• [Exercise requirements]: Report back every line below that carries the word "face".

• [Supplied data]:
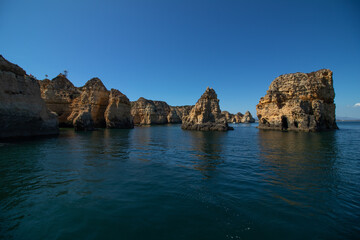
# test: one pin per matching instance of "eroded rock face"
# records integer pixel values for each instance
(59, 95)
(147, 112)
(118, 111)
(239, 117)
(74, 105)
(177, 113)
(96, 95)
(22, 111)
(83, 121)
(299, 101)
(206, 114)
(247, 118)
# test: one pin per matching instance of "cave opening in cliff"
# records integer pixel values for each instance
(284, 123)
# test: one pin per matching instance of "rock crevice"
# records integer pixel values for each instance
(299, 101)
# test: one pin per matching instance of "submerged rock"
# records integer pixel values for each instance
(22, 111)
(117, 113)
(299, 101)
(206, 114)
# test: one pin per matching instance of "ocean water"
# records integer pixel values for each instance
(161, 182)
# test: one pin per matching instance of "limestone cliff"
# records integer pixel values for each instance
(299, 101)
(147, 112)
(118, 111)
(94, 94)
(177, 113)
(247, 118)
(238, 118)
(59, 95)
(206, 114)
(22, 111)
(86, 107)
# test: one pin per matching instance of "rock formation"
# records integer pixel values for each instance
(87, 107)
(83, 121)
(22, 111)
(177, 113)
(147, 112)
(247, 118)
(299, 101)
(238, 118)
(59, 95)
(118, 111)
(95, 94)
(206, 114)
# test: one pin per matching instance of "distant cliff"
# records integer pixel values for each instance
(147, 112)
(206, 114)
(22, 111)
(239, 117)
(299, 101)
(86, 107)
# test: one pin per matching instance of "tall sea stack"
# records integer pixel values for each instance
(206, 114)
(299, 101)
(22, 111)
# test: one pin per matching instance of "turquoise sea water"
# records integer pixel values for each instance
(161, 182)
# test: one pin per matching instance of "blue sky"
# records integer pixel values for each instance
(172, 50)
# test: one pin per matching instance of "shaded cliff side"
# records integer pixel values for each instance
(22, 111)
(206, 114)
(88, 107)
(147, 112)
(299, 101)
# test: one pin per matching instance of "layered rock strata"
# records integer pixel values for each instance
(22, 111)
(206, 114)
(147, 112)
(239, 117)
(299, 101)
(118, 111)
(88, 107)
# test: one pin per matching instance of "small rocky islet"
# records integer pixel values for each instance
(299, 102)
(30, 107)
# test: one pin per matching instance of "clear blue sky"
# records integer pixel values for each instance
(172, 50)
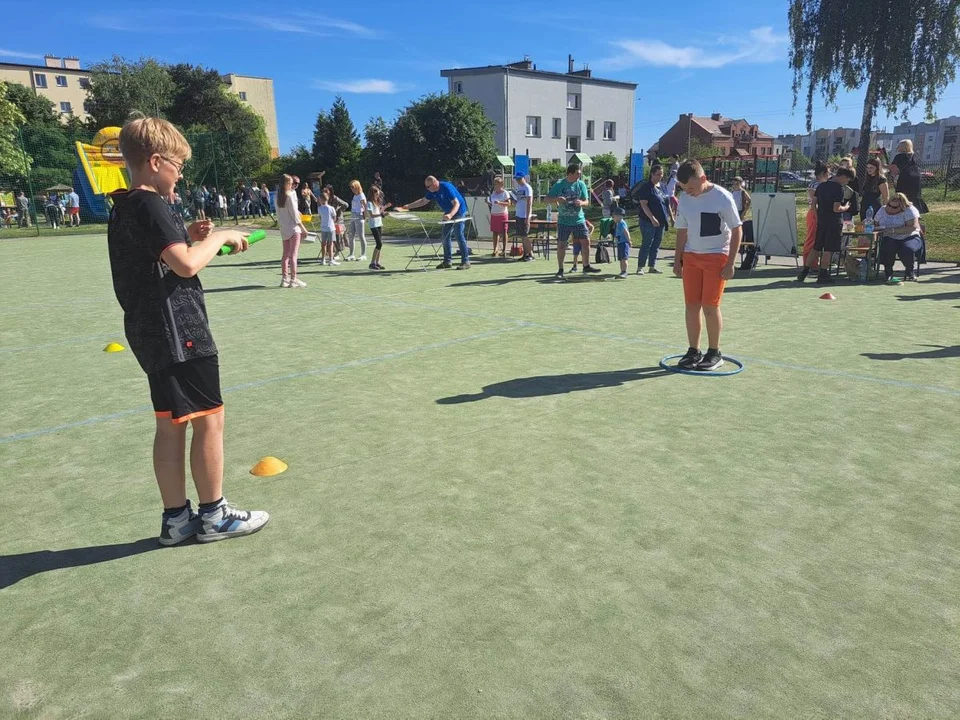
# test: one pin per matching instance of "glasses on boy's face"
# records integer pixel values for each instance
(178, 166)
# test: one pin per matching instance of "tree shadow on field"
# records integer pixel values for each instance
(543, 385)
(941, 352)
(14, 568)
(207, 291)
(930, 296)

• [Response area]:
# test: one pin per matching instance of "eroded rock face"
# test: one pin per matching instance of "glasses on boy's face"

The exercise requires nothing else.